Copy the records below word for word, leaving out nothing.

*** Block opens ***

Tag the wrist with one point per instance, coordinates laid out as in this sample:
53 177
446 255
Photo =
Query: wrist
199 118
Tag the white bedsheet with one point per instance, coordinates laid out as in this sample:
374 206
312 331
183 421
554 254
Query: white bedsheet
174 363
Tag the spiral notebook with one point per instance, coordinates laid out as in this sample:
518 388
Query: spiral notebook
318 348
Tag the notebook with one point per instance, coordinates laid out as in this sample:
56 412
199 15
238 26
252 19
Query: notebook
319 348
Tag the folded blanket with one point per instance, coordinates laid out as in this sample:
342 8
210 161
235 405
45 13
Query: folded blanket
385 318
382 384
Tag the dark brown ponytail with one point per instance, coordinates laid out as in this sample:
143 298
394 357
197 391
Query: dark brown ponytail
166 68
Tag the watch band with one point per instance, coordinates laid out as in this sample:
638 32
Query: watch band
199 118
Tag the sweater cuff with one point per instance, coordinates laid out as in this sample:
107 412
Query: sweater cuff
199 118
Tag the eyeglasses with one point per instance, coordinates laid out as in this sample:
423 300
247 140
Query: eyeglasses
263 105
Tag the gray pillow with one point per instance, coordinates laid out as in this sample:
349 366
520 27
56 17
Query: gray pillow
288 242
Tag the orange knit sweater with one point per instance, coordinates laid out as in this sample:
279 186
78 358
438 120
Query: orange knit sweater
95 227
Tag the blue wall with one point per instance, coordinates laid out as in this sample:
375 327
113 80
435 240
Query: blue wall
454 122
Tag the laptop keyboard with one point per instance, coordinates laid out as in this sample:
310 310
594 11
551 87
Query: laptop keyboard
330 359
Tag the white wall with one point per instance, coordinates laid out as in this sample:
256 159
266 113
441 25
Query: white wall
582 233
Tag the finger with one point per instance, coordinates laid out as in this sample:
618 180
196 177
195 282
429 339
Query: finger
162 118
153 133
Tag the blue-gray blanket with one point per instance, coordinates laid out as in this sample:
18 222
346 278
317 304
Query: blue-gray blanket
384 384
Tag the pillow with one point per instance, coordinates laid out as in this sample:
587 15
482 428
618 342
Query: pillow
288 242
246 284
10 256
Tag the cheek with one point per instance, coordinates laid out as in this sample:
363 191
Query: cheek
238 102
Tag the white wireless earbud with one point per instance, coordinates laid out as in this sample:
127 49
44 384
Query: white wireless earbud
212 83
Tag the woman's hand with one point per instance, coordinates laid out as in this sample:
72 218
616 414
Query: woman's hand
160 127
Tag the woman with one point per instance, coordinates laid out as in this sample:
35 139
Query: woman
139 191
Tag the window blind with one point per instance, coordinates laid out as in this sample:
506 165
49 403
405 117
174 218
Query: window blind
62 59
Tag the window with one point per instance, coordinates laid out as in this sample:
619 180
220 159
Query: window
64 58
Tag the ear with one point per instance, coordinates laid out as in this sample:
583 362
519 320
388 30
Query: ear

*** Block closes ***

OUTPUT FOR THIS EXERCISE:
Tag the wrist with one point per instance, coordinates laid out as in this sample:
53 177
446 255
Photo =
Query: wrist
199 118
Tag the white bedsheet with one point per instance, coordinates laid out as in this sample:
374 206
312 331
183 421
554 254
Query: white bedsheet
174 363
Tag the spiral notebook with one point per instance, coordinates laid out as in this sample:
518 388
Query: spiral notebook
318 348
Tag the notebook with one point per instance, coordinates laid out as in this sample:
56 412
199 15
238 26
252 19
Query: notebook
319 348
Tag the folded blanket with one point per instance, coordinates laid out as in this sample:
342 8
210 161
235 405
45 13
Query: folded blanket
385 318
382 384
Tag the dark brown ponytail with one point per instance, coordinates laid out as in this sample:
143 298
394 357
197 391
Query: dark brown ponytail
166 68
Tag the watch band with one point per instance, coordinates laid out as in this sample:
638 32
Query: watch band
199 118
Tag the sweater cuff with one point per instance, coordinates laid out as in this sample:
107 412
Query: sweater cuff
199 118
Tag the eyeglasses with one point per instance, coordinates laid out as in this sample:
423 300
247 140
Query: eyeglasses
263 105
Tag the gray pillow with one point per instance, coordinates laid out as in this sample:
349 366
520 27
56 17
Query: gray pillow
288 242
Tag the orange knit sweater with one point per instance, coordinates laid out as in this sample:
279 186
78 358
438 120
Query: orange knit sweater
95 227
Tag the blue wall with one point per instance, coordinates laid out as in this sample:
375 327
113 80
435 240
Query: blue wall
454 122
Tag the laptop keyboard with one point per instance, coordinates laid out as in this sample:
310 310
594 11
551 87
Query: laptop keyboard
330 359
Tag the white wall with one point per instance, coordinates laid out as in this sample:
256 159
266 113
441 25
Query: white wall
582 233
Tag the finger with one point per instance, coordinates laid out as in this sample:
618 180
196 177
195 282
429 339
Query: finger
162 118
153 133
Tag the blue-gray blanket with one point per instance, coordinates laid out as in this sample:
18 222
346 278
317 304
Query: blue-gray blanket
384 384
Tag the pillow with one point per instance, coordinates laid out as in this sample:
587 15
482 428
618 342
Query: pillow
288 242
246 284
10 256
Tag the cheek with one point per instance, coordinates laid out as in this sample:
363 191
Query: cheek
238 102
Tag the white wireless earbud with one point per instance, coordinates laid out as in this sample:
127 49
44 384
Query: white wireless earbud
212 83
Tag the woman's hand with one point per instance, coordinates laid out as in this sample:
72 218
616 414
Query: woman's hand
160 127
Tag the woman with one point per instance, coordinates laid out as in this sample:
35 139
Query: woman
139 191
Tag the window blind with one point per instance, coordinates laid out as in this sample:
506 165
49 403
405 117
174 218
Query: window blind
62 59
Tag the window with one point per instance, coordinates laid out as in this sample:
619 180
220 159
Query: window
64 58
Tag the ear with one point per instance, coordinates laid out as in this sample:
583 362
519 320
388 30
Query: ear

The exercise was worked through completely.